[[ Task input open ]]

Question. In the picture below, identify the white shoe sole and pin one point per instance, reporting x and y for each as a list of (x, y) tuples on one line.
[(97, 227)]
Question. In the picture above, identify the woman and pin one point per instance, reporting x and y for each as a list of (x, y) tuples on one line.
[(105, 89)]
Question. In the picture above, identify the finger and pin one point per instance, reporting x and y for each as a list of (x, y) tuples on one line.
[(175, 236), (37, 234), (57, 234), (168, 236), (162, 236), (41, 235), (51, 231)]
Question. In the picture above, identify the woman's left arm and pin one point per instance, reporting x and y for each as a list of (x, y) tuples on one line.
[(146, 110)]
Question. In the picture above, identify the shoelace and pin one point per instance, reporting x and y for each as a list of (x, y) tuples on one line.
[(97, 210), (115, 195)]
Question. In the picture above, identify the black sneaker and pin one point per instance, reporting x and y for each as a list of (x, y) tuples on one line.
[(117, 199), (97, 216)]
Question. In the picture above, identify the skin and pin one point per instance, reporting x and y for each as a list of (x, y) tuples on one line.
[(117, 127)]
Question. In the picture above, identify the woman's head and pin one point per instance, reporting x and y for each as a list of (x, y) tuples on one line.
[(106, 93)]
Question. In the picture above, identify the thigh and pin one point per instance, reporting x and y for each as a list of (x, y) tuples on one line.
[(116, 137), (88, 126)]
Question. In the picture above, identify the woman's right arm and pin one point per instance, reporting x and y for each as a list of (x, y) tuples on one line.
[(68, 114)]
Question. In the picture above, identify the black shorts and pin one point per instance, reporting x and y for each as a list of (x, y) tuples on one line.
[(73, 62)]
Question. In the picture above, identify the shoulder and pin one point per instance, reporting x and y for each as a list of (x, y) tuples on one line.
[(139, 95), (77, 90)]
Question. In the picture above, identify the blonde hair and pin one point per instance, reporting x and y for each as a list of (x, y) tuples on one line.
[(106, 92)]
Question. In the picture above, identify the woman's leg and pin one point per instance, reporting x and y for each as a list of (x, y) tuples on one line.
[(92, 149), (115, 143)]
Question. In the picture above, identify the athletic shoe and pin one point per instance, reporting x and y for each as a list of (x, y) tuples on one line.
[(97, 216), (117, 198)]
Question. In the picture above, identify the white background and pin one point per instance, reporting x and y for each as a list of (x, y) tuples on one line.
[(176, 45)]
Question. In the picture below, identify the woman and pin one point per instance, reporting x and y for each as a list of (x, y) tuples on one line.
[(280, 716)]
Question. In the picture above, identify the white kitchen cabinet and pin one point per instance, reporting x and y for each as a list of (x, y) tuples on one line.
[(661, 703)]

[[ Task input closed ]]

Would you please give all of the records again exactly as they stand?

* _Answer to the problem_:
Question. In the picture below, identify the white shoe sole and pin one point per instance, reporting x and y for each as a list of (x, y) tuples on one line.
[(97, 227)]
Question. In the picture above, identify the woman and pin one point per instance, reporting x and y for each as a list of (x, y) tuples on one line.
[(105, 89)]
Question. In the picture above, identify the finger and pin one point per instance, reporting x and y for each as a list of (x, y) tuples on one line.
[(175, 236), (37, 234), (57, 234), (168, 236), (162, 236), (41, 235), (51, 231)]
Question. In the picture above, identify the woman's left arm and pin one point per instance, reporting x and y for each as a list of (x, y) tuples on one line.
[(146, 110)]
Question. In the picture above, identify the shoelace and pin one point per instance, reporting x and y for each as a list of (x, y) tuples on one line.
[(97, 210), (115, 195)]
Question. In the picture above, identify the black sneaker and pin one point per instance, reporting x and y for each as a list of (x, y) tuples on one line.
[(117, 199), (97, 216)]
Question. In the picture above, identify the skin and pin one point per instance, reporting x and y for each as a list of (x, y) tuples on one line.
[(117, 127)]
Question. In the picture above, identify the woman's head and pin one point per instance, reporting x and y for each as a list of (x, y) tuples on one line.
[(106, 93)]
Question. In the picture above, identify the thigh and pin one point per instance, reporting x and y for each as a list of (x, y) tuples on one line.
[(116, 137), (88, 126)]
Question. In the picture above, identify the woman's right arm and pin one point per instance, reporting x and y for each as a list of (x, y) tuples on one line.
[(68, 114)]
Question. In the picture above, identify the black shorts and pin one point per instance, reporting x and y for each as a list of (x, y) tuples on one line.
[(73, 62)]
Question. In the picture above, identify the shoulder and pin one point per instance, reporting x and y for each as a list of (x, y) tuples on one line.
[(139, 95), (77, 90)]
Question. In the picture above, identify the blonde hair and pin one point per instance, reporting x and y for each as a list of (x, y) tuples on one line.
[(106, 92)]
Question. In the picture above, identify the woman's leg and pin one point per instance, reporting x and y for each as a list of (x, y) tuples on one line.
[(92, 149), (115, 143)]
Question. In the picture above, identify the athletic shoe and pin one point per instance, reporting x and y for each as a list of (x, y) tuples on one line.
[(97, 216), (117, 198)]
Question. In the picture above, identify the white background and pin one point per instance, reporting x and y for each as a list of (x, y) tuples on one line.
[(176, 45)]
Question. In the picture below, identify the woman and pin one point per instance, reporting x and y for each as a list of (x, y) tuples on one line.
[(280, 716)]
Question. In the picture above, identify the white kitchen cabinet and pin one point per instance, reporting x and y for each as a list of (x, y) tuples on one line.
[(661, 703)]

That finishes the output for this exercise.